• _TASK INSTRUCTIONS_:
**A)** Render the sentence "Each motif root has a set of motif leaves, which are its alignment hits with other HMMs." from the passage on motif trees into Spanish.
**B)** Write a continuation of the passage on motif trees, picking up after its final sentence.

• _EXERCISE PASSAGE_:
○ ○ ○

After all-against-all, pairwise HH-comparisons, we first define so-called motif trees (Figure 1B) as follows: each HH-pair has a maximum set of four retained alignment hits from hhalign. If multiple alignment hits overlap by at least three residues, they are joined in a so-called motif root. Each motif root has a set of motif leaves, which are its alignment hits with other HMMs. Together the motif root and its leaves form a motif tree, which is a simplified representation of the underlying putative sequence motif. There can be multiple leaves in the same protein; in this case, the one with the higher score is used for further motif evaluation. To be considered further, a motif tree must be present in a minimum number (N_min) of HMMs (Figure 1B). N_min is computed on the basis of the dataset size using a dynamically estimated false positive rate (FPR) on negative data that lack a common motif: N_min is chosen such that the FPR is <1% for each set size (for details, see Supplementary Data and Supplementary Table S1). This low FPR is consistent with the >99% specificity that HH-MOTiF demonstrates on ELM data. However, a motif occupies only a small fraction of a protein's sequence. Therefore, owing to the false positive paradox (25), a high specificity in this case does not ensure an equally high precision.

Motif definition and evaluation

In the next step, positions with significant conservation in the motif tree are identified and evaluated. First, a score for each position in the motif tree must be calculated. We derive this position score from the conservation signs in the hhalign output between the motif root and its leaves: motif tree positions with at least N_min – 1 alignment hits of high conservation (indicated by ‘|’ or ‘+’) score two points; whereas those, where this requirement is fulfilled by also considering moderate conservation (indicated by ‘.’) score 1 point. 0 points are given, when less than N_min – 1 alignment hits in a position are conserved. The motif is trimmed to the borders defined by the first and last conserved position. The position scores are used for evaluating both, motif leaves, as well as the motif tree itself (Figure 1C). Weak motif leaves are discarded, the motif tree is iteratively re-evaluated and if necessary, the whole tree is trimmed or even discarded. Motif leaves are evaluated by the sum S of all their position scores. For a leaf to be accepted, its S must be at least 6 (corresponding to e.g. three highly conserved columns). S is also used to evaluate the motif tree itself: for a motif tree to persist, S ≥ 6 and leaves in N_tree – 1 proteins must exist, where N_tree ≥ N_min.

A motif tree can also have leaves localizing to a larger region of homology, which we can mark, as the corresponding alignment hits have an exceedingly high Viterbi score. Root-leaf pairs, which both locate to the same overall homology region are already discarded at an earlier stage. However, two leaves can still appear within a shared conserved domain or larger homologous region between two query proteins. In this case, only one of the two leaves will be used for scoring, but both will be reported in the results. Thus, the effective number of proteins corrected for homology N_corr is used for further calculations instead of the total number N_tree of proteins, which participate in a specific motif tree.

○ ○ ○

Stored data entries:
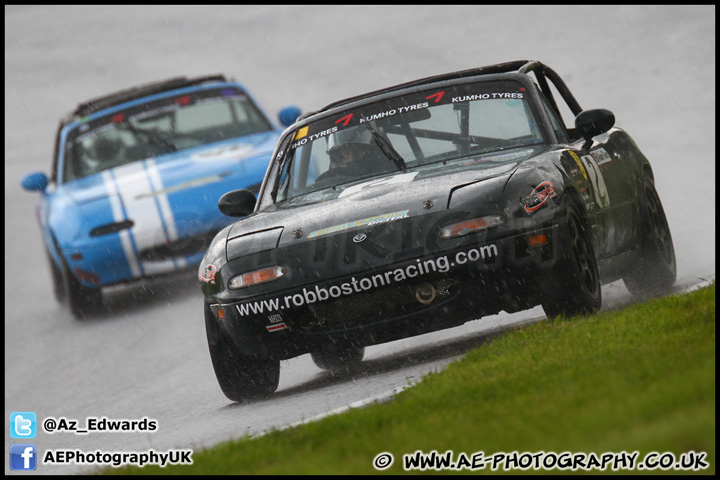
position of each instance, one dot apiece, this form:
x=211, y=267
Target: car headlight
x=465, y=227
x=256, y=277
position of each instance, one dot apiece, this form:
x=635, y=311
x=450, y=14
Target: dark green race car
x=422, y=206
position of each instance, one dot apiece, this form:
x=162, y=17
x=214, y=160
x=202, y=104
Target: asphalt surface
x=653, y=66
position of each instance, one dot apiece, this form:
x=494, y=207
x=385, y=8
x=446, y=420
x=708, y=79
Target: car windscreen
x=421, y=130
x=162, y=126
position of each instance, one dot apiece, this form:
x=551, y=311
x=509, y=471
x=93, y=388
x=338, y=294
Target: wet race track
x=147, y=356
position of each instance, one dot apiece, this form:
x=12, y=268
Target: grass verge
x=637, y=380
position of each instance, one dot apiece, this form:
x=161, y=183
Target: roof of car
x=519, y=66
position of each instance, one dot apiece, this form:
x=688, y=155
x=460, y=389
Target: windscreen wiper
x=386, y=147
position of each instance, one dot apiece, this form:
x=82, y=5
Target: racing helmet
x=356, y=138
x=105, y=148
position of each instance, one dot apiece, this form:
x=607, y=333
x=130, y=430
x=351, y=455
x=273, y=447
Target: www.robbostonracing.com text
x=420, y=268
x=508, y=461
x=101, y=458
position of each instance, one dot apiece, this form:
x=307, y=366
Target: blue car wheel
x=81, y=300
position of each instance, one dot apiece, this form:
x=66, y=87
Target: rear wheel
x=338, y=357
x=576, y=290
x=82, y=300
x=241, y=377
x=655, y=271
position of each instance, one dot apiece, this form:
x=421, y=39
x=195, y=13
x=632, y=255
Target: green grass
x=640, y=379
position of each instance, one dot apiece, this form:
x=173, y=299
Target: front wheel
x=576, y=290
x=241, y=377
x=655, y=271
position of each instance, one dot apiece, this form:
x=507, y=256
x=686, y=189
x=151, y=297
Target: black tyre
x=338, y=357
x=241, y=377
x=576, y=289
x=83, y=301
x=655, y=271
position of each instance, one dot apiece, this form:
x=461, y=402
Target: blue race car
x=136, y=179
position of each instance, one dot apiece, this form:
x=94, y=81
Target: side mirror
x=288, y=115
x=34, y=182
x=237, y=203
x=590, y=123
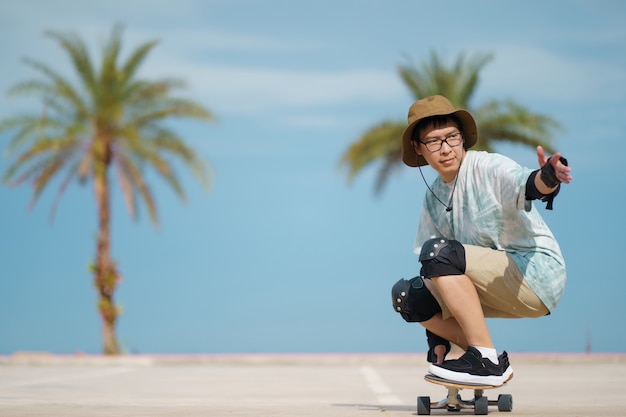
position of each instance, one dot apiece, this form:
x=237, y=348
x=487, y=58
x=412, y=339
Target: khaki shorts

○ ○ ○

• _RESPONSES BY ITEM NUMBER_:
**A)** Cada raíz de motivo tiene un conjunto de hojas de motivo, que son sus coincidencias de alineamiento con otros HMM.

**B)**
Regex generation and statistical evaluation

For motif trees that pass, a regex is generated from its conserved columns for further motif evaluation and final reporting to the user. For each regex, the probability to occur by chance within the submitted dataset is calculated. We have adapted the Šidák correction (26) for multiple testing. In brief, we construct all possible dimers D_ij separated by their exact linker lengths as found in all proteins (N_tree) that are part of the evaluated motif tree and correct for the product of the sums of the background counts of all D_ij in these proteins. This penalizes too vague motifs, low complexity regions, motif occurrences dependent on and reported in long proteins, as well as too long motifs with too many conserved positions, which are in fact rather conserved domains.

A more detailed description of the workflow can be found in Supplementary Data.

The HH-MOTiF web-server

HH-MOTiF is freely available at http://hh-motif.biochem.mpg.de.

For starting an HH-MOTiF search, the user can choose between standard (Supplementary Figure S1A) and advanced mode (Supplementary Figure S1B). In standard mode, the input is a set of FASTA-formatted protein queries. Providing an e-mail address is optional. The advanced mode preferably takes as an input a set of FASTA-formatted protein sequence files in a zip-archive; submission of a single FASTA-file is also possible. Sequences can be submitted with or without orthologs. In the latter case, the orthology search should be activated. The user can provide information on the region of the SLiM, if it has been identified in one of the input proteins. It should be noted at this point that prior knowledge on the approximate localization of a SLiM in a protein sequence—as for instance determined by deletion studies—will greatly enhance the chance to detect the wanted SLiM. Other parameters that can be adapted include restriction of gap length, surface accessibility prediction, disorder masking, homology filtering, as well as the maximal p-value for the regex evaluation (regex p-value). Again, providing an e-mail address is optional, however recommended due to long processing times, especially when orthology searches are activated. The proteome-wide search (Supplementary Figure S1C) allows users to search for known SLiMs in selected proteomes. A multiple FASTA-file of the SLiM is required as input. The proteome-wide search launches an HMM-to-sequence comparison against the entire proteome.

After submission, the user is forwarded to the results page, which should be bookmarked for future viewing of results. Results are saved for seven days prior to deletion.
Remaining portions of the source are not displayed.